_Written task:_
Copy out every line of the records below word for word, leaving out the pictures.

_Material provided:_

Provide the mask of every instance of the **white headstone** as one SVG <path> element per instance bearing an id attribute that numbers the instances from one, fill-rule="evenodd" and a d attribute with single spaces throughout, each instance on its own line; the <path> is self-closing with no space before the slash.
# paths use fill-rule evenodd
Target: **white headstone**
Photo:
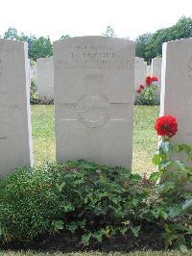
<path id="1" fill-rule="evenodd" d="M 158 78 L 158 81 L 156 82 L 157 85 L 161 84 L 161 58 L 154 58 L 152 60 L 152 75 Z"/>
<path id="2" fill-rule="evenodd" d="M 143 58 L 134 57 L 134 95 L 137 96 L 136 90 L 140 85 L 145 85 L 146 64 Z"/>
<path id="3" fill-rule="evenodd" d="M 158 88 L 155 91 L 155 98 L 156 101 L 160 101 L 160 85 L 161 85 L 161 58 L 154 58 L 152 60 L 152 76 L 156 76 L 158 81 L 155 82 Z"/>
<path id="4" fill-rule="evenodd" d="M 173 140 L 192 145 L 192 38 L 163 43 L 160 114 L 175 115 Z"/>
<path id="5" fill-rule="evenodd" d="M 175 144 L 192 146 L 192 38 L 163 43 L 162 54 L 160 115 L 177 118 Z M 192 167 L 183 155 L 177 157 Z"/>
<path id="6" fill-rule="evenodd" d="M 34 79 L 35 83 L 36 80 L 36 63 L 30 65 L 31 79 Z"/>
<path id="7" fill-rule="evenodd" d="M 0 39 L 0 175 L 32 166 L 27 44 Z"/>
<path id="8" fill-rule="evenodd" d="M 82 37 L 54 43 L 57 160 L 132 166 L 134 43 Z"/>
<path id="9" fill-rule="evenodd" d="M 54 100 L 54 64 L 53 58 L 40 58 L 36 60 L 37 91 L 42 102 Z"/>

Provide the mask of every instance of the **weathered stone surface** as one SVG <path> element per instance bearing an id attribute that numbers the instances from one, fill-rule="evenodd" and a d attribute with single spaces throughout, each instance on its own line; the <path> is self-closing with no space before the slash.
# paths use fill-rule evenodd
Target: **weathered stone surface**
<path id="1" fill-rule="evenodd" d="M 137 97 L 136 90 L 140 85 L 145 85 L 146 64 L 143 58 L 134 57 L 134 99 Z"/>
<path id="2" fill-rule="evenodd" d="M 38 98 L 42 102 L 54 100 L 53 58 L 40 58 L 36 61 Z"/>
<path id="3" fill-rule="evenodd" d="M 156 82 L 157 85 L 161 84 L 161 58 L 154 58 L 152 60 L 152 75 L 158 78 L 158 81 Z"/>
<path id="4" fill-rule="evenodd" d="M 32 166 L 27 44 L 0 39 L 0 175 Z"/>
<path id="5" fill-rule="evenodd" d="M 131 168 L 134 44 L 83 37 L 54 43 L 57 160 Z"/>
<path id="6" fill-rule="evenodd" d="M 178 120 L 174 143 L 192 145 L 192 38 L 163 44 L 160 115 Z"/>

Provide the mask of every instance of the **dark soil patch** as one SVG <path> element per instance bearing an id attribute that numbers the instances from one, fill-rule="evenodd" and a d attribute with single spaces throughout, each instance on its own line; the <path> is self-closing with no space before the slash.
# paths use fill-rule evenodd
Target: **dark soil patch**
<path id="1" fill-rule="evenodd" d="M 131 232 L 125 236 L 117 235 L 105 239 L 101 243 L 90 241 L 88 246 L 82 246 L 81 234 L 62 231 L 55 236 L 43 236 L 31 243 L 12 243 L 1 245 L 4 250 L 36 250 L 36 251 L 133 251 L 133 250 L 162 250 L 164 249 L 161 238 L 162 230 L 155 224 L 145 223 L 135 238 Z"/>

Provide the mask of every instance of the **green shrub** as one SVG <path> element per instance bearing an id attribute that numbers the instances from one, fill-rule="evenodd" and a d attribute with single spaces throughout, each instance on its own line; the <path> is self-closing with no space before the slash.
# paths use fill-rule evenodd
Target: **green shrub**
<path id="1" fill-rule="evenodd" d="M 34 79 L 32 79 L 32 81 L 31 81 L 30 102 L 31 102 L 31 104 L 38 104 L 39 103 L 37 87 L 36 87 Z"/>
<path id="2" fill-rule="evenodd" d="M 138 237 L 142 221 L 170 230 L 183 194 L 172 200 L 155 185 L 155 176 L 84 161 L 18 168 L 0 181 L 1 241 L 68 230 L 81 234 L 86 245 L 90 239 L 128 231 Z M 184 238 L 188 228 L 180 232 Z"/>

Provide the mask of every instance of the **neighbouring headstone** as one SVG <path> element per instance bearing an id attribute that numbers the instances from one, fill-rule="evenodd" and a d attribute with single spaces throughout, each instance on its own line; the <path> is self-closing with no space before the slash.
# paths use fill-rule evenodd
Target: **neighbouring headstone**
<path id="1" fill-rule="evenodd" d="M 174 143 L 192 145 L 192 38 L 163 43 L 160 115 L 176 116 Z"/>
<path id="2" fill-rule="evenodd" d="M 134 43 L 82 37 L 54 43 L 57 160 L 132 167 Z"/>
<path id="3" fill-rule="evenodd" d="M 30 65 L 30 73 L 31 73 L 31 80 L 36 84 L 37 80 L 37 74 L 36 74 L 36 63 L 34 63 L 33 64 Z"/>
<path id="4" fill-rule="evenodd" d="M 158 81 L 156 82 L 157 85 L 161 84 L 161 58 L 154 58 L 152 60 L 152 75 L 156 76 L 158 78 Z"/>
<path id="5" fill-rule="evenodd" d="M 134 99 L 136 99 L 136 90 L 140 85 L 145 85 L 146 64 L 143 58 L 134 57 Z"/>
<path id="6" fill-rule="evenodd" d="M 0 175 L 32 166 L 27 44 L 0 39 Z"/>
<path id="7" fill-rule="evenodd" d="M 36 61 L 38 99 L 42 102 L 54 100 L 53 58 L 40 58 Z"/>

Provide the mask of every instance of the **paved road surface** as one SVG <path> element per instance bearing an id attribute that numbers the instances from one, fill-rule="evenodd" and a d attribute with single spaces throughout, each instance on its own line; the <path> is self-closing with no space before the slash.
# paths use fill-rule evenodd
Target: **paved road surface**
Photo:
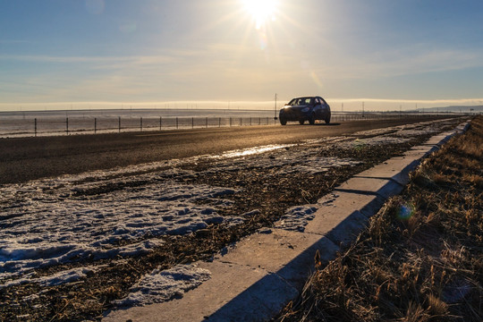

_Solution to the problem:_
Provide the mask of every instance of the **white headstone** as one SVG <path> element per instance bearing an id attribute that numbers the instances from one, fill-rule="evenodd" and a d attribute with single spaces throughout, each instance on its own line; the <path> is self-closing with no space before the slash.
# paths use fill-rule evenodd
Target: **white headstone**
Photo:
<path id="1" fill-rule="evenodd" d="M 158 78 L 158 81 L 156 82 L 157 85 L 161 84 L 161 58 L 154 58 L 152 60 L 152 75 Z"/>
<path id="2" fill-rule="evenodd" d="M 143 58 L 134 57 L 134 95 L 137 96 L 136 90 L 140 85 L 145 85 L 146 64 Z"/>
<path id="3" fill-rule="evenodd" d="M 158 88 L 155 91 L 155 98 L 156 101 L 160 101 L 160 85 L 161 85 L 161 58 L 154 58 L 152 60 L 152 76 L 156 76 L 158 81 L 155 82 Z"/>
<path id="4" fill-rule="evenodd" d="M 173 140 L 192 145 L 192 38 L 163 43 L 160 114 L 175 115 Z"/>
<path id="5" fill-rule="evenodd" d="M 175 144 L 192 146 L 192 38 L 163 43 L 162 54 L 160 115 L 177 118 Z M 192 167 L 183 155 L 177 157 Z"/>
<path id="6" fill-rule="evenodd" d="M 34 79 L 35 83 L 36 80 L 36 63 L 30 65 L 31 79 Z"/>
<path id="7" fill-rule="evenodd" d="M 0 39 L 0 175 L 32 166 L 27 44 Z"/>
<path id="8" fill-rule="evenodd" d="M 82 37 L 54 43 L 57 160 L 132 166 L 134 43 Z"/>
<path id="9" fill-rule="evenodd" d="M 54 100 L 54 64 L 53 58 L 40 58 L 36 60 L 37 91 L 42 102 Z"/>

Provide the mask of every instance of the **weathered stone surface** as one SVG <path> element per instance bearing an id attribute that numbers the instances from one, fill-rule="evenodd" and a d attribute with single spaces throughout, each instance on its own line; the <path> is self-closing with no space before the slash.
# paths use fill-rule evenodd
Target: **weathered stone surface**
<path id="1" fill-rule="evenodd" d="M 137 97 L 136 90 L 140 85 L 145 85 L 146 64 L 143 58 L 134 57 L 134 99 Z"/>
<path id="2" fill-rule="evenodd" d="M 38 98 L 42 102 L 54 100 L 53 58 L 40 58 L 36 61 Z"/>
<path id="3" fill-rule="evenodd" d="M 156 82 L 157 85 L 161 84 L 161 58 L 154 58 L 152 60 L 152 75 L 158 78 L 158 81 Z"/>
<path id="4" fill-rule="evenodd" d="M 32 166 L 27 44 L 0 39 L 0 175 Z"/>
<path id="5" fill-rule="evenodd" d="M 131 168 L 134 44 L 83 37 L 54 43 L 57 160 Z"/>
<path id="6" fill-rule="evenodd" d="M 178 120 L 174 143 L 192 145 L 192 38 L 163 44 L 160 115 Z"/>

Provide the mask of every instance of the **dark soil patch** as one SVG <path> element per instance bearing an id attribute that numbers the instances from one, fill-rule="evenodd" and a d attribute with single spaces throughout, each instance on its own line; the <path> is self-closing with no space before the slash.
# paths use fill-rule evenodd
Target: **dark soil patch**
<path id="1" fill-rule="evenodd" d="M 131 232 L 125 236 L 117 235 L 105 239 L 101 243 L 90 241 L 88 246 L 82 246 L 81 234 L 62 231 L 55 236 L 43 236 L 31 243 L 12 243 L 1 245 L 4 250 L 36 250 L 36 251 L 133 251 L 133 250 L 162 250 L 164 249 L 161 238 L 162 230 L 155 224 L 145 223 L 135 238 Z"/>

Provide the mask of every instance of the **green shrub** as one SVG <path> element per instance bearing an id attribute that numbers the instances from one, fill-rule="evenodd" and a d attribute with single spaces throughout, each instance on its own line; the <path> is self-closing with no space before the slash.
# paths use fill-rule evenodd
Target: **green shrub**
<path id="1" fill-rule="evenodd" d="M 34 79 L 32 79 L 32 81 L 31 81 L 30 102 L 31 102 L 31 104 L 38 104 L 39 103 L 37 87 L 36 87 Z"/>
<path id="2" fill-rule="evenodd" d="M 138 237 L 142 221 L 170 230 L 183 194 L 172 200 L 155 185 L 155 176 L 84 161 L 18 168 L 0 181 L 1 241 L 68 230 L 81 234 L 86 245 L 90 239 L 128 231 Z M 184 238 L 188 228 L 180 232 Z"/>

Provide the mask of every instance of the **neighbouring headstone** as one SVG <path> element per instance bearing an id attribute that numbers the instances from one, fill-rule="evenodd" and a d attribute with single spaces throughout, each instance on its own line; the <path> is self-closing with no space before the slash.
# paths use fill-rule evenodd
Target: **neighbouring headstone**
<path id="1" fill-rule="evenodd" d="M 174 143 L 192 145 L 192 38 L 163 43 L 160 115 L 176 116 Z"/>
<path id="2" fill-rule="evenodd" d="M 134 43 L 82 37 L 54 43 L 57 160 L 132 167 Z"/>
<path id="3" fill-rule="evenodd" d="M 30 65 L 30 73 L 31 73 L 31 80 L 36 84 L 37 80 L 37 74 L 36 74 L 36 63 L 34 63 L 33 64 Z"/>
<path id="4" fill-rule="evenodd" d="M 158 81 L 156 82 L 157 85 L 161 84 L 161 58 L 154 58 L 152 60 L 152 75 L 156 76 L 158 78 Z"/>
<path id="5" fill-rule="evenodd" d="M 134 99 L 136 99 L 136 90 L 140 85 L 145 85 L 146 64 L 143 58 L 134 57 Z"/>
<path id="6" fill-rule="evenodd" d="M 0 175 L 32 166 L 27 44 L 0 39 Z"/>
<path id="7" fill-rule="evenodd" d="M 36 61 L 38 99 L 42 102 L 54 100 L 53 58 L 40 58 Z"/>

Provide the mask of every instance of the **paved road surface** as one SVG <path> element per instance bearing an id attribute that numbers the instances from one, fill-rule="evenodd" and a d attribute with single spaces throughout, each instance on its own line; the <path> is self-closing with no space before the slash.
# paths use fill-rule evenodd
Target: **paved road surface**
Photo:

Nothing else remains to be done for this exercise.